| Work task A |
List every person named in the events listing below.
| Work task B |
Carry on the events listing below from its final line.

Opening of the MSV's (Many Strong Voices) Portraits of Resilience at the Smithsonian Institution, Washington DC, USA, 24 October.
Ongoing and upcoming events
30 October-1 November
Praia, Cape Verde: 5th Meeting of the Liaison Committee established under the Agreement on Sub-Regional Cooperation between West African coastal States on the Establishment of the outer limits of the continental shelf beyond 200 nautical miles. The meeting will discuss the progress achieved and the plans for continued capacity building and drafting of the submissions.
For more information, please contact Joan Fabres.
Abu Dhabi, United Arab Emirates: Planning and initiation meeting for the Abu Dhabi blue carbon project. The project will be officially launched on 06 November by the Abu Dhabi Environment Agency's Secretary General H.E. Razan al Mubarak.
For more information, please contact Steven Lutz.

| Data section |
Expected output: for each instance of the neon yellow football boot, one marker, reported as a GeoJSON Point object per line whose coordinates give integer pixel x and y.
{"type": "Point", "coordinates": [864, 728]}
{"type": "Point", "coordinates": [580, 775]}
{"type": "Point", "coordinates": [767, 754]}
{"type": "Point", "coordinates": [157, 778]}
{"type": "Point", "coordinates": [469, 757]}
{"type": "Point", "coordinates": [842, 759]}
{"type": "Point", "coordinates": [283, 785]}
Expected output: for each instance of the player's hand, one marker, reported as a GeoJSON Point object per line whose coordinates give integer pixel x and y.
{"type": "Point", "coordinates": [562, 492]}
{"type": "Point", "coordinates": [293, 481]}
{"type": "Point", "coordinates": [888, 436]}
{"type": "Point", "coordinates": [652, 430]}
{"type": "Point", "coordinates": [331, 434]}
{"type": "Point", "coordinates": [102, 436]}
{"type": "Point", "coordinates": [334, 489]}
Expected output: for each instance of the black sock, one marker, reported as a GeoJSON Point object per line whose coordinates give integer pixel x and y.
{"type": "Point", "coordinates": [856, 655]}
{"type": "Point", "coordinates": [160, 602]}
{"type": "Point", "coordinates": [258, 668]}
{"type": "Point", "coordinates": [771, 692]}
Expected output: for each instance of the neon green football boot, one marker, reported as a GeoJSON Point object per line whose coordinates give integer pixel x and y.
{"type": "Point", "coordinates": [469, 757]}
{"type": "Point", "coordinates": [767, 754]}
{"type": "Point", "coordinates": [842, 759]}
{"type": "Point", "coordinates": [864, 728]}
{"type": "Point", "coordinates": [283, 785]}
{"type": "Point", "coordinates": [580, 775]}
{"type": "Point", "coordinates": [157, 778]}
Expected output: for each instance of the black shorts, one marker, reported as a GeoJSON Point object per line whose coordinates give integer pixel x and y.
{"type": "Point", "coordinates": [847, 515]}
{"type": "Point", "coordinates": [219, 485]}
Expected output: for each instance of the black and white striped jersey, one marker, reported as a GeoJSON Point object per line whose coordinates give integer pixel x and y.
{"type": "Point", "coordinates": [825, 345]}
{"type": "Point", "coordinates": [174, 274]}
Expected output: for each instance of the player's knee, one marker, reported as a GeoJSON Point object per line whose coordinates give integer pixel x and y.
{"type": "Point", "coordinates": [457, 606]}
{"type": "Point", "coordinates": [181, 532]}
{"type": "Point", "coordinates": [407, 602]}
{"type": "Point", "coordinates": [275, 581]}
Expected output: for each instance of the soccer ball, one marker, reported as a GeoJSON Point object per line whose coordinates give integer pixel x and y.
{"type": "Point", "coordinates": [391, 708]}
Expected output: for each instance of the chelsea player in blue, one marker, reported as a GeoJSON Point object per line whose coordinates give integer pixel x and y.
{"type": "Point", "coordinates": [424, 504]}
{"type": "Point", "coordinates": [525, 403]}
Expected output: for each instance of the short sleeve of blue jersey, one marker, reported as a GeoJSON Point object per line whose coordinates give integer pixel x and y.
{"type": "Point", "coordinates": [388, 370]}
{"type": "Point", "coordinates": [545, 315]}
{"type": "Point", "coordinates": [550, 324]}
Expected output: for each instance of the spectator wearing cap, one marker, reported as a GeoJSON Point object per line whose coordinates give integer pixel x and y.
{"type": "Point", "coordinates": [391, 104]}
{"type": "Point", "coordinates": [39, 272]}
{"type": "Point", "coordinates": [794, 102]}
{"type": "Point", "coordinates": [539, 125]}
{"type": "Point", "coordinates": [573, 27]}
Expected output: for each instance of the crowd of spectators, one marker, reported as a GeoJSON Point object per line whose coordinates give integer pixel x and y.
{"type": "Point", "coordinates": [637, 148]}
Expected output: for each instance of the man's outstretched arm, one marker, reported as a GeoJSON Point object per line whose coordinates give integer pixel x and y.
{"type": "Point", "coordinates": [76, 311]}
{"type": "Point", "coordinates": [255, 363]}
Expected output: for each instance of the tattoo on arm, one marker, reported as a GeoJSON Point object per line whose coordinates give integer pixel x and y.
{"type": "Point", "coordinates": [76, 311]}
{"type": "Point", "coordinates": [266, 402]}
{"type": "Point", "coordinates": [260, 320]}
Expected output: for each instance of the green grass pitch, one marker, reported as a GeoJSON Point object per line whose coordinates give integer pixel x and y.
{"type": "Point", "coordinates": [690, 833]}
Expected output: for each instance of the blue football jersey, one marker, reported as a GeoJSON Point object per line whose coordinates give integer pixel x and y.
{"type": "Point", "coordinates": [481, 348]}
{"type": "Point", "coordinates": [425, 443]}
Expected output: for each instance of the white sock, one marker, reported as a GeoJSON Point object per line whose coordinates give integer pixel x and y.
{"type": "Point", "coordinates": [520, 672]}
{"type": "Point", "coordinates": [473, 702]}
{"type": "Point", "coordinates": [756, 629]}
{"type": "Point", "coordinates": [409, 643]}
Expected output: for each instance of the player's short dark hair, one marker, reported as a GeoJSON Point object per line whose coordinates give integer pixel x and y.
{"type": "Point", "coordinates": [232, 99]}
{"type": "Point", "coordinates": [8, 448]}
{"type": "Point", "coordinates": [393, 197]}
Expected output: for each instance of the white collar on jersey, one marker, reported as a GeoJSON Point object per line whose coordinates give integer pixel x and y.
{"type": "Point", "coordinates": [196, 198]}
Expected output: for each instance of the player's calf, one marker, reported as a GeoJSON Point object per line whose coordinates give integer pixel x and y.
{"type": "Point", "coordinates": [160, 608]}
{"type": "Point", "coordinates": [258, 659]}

| Task response A |
Joan Fabres, Steven Lutz, H.E. Razan al Mubarak

| Task response B |
Brest, France: Marine and coastal ecosystem valuation workshop hosted by Agence des aires marines protégées de la France (French Marine Protected Areas Agency). The workshop is part of the French VALMER (Valuing Marine Ecosystem Services in the Western Channel) project, which focuses on developing a more comprehensive framework mechanism to value a range of marine ecosystem services. The workshop will also be a consultation on the development of the TEEB for Oceans and Coasts study.
For more information, please contact Yannick Beaudoin.
Haparanda, Sweden: Arctic Oil and Gas Development – Challenges and Prospects. The workshop, organised by the Arctic NGO Forum, will focus on knowledge sharing and capacity building on a variety of topics related to oil and gas development, on both big picture issues and concrete initiatives like oil spill response plans of the Arctic Council and EU perspectives and policy processes.
For more information, please contact Björn Alfthan.
Pointe Noire, Congo: Tenth Meeting of Contracting Parties to the Convention for Cooperation in the Protection, Management and Development of the Marine and Coastal Environment of the Atlantic Coast of the West, Central and Southern Africa Region (Abidjan Convention).
For more information, please contact Wouter Rommens or Morten Sørensen.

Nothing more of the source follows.